● Exercise aim: Which lines in the data below contain the string "wooden"? Pull out each of those lines and copy it unchanged.

Rows from a dataset:

--------------------------------

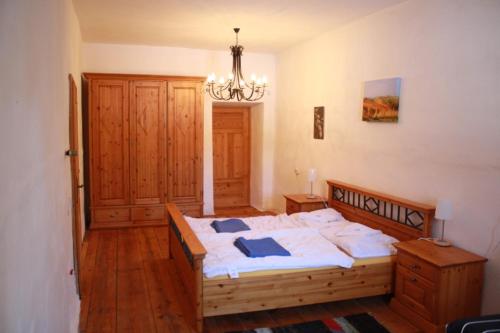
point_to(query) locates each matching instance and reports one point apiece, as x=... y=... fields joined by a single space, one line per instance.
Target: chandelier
x=236 y=87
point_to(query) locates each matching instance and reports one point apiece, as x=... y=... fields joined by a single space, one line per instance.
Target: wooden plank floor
x=127 y=286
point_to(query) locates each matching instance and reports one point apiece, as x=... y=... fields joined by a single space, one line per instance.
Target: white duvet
x=358 y=240
x=257 y=223
x=307 y=247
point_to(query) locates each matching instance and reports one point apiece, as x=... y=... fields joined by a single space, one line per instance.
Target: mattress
x=307 y=247
x=357 y=262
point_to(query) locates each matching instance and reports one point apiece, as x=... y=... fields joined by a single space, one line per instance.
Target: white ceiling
x=266 y=25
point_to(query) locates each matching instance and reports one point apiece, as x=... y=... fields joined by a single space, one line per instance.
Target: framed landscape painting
x=381 y=100
x=319 y=122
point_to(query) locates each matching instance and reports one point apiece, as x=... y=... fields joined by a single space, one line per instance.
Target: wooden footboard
x=302 y=287
x=187 y=253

--------------------------------

● The answer:
Target: wooden plank floor
Target: wooden footboard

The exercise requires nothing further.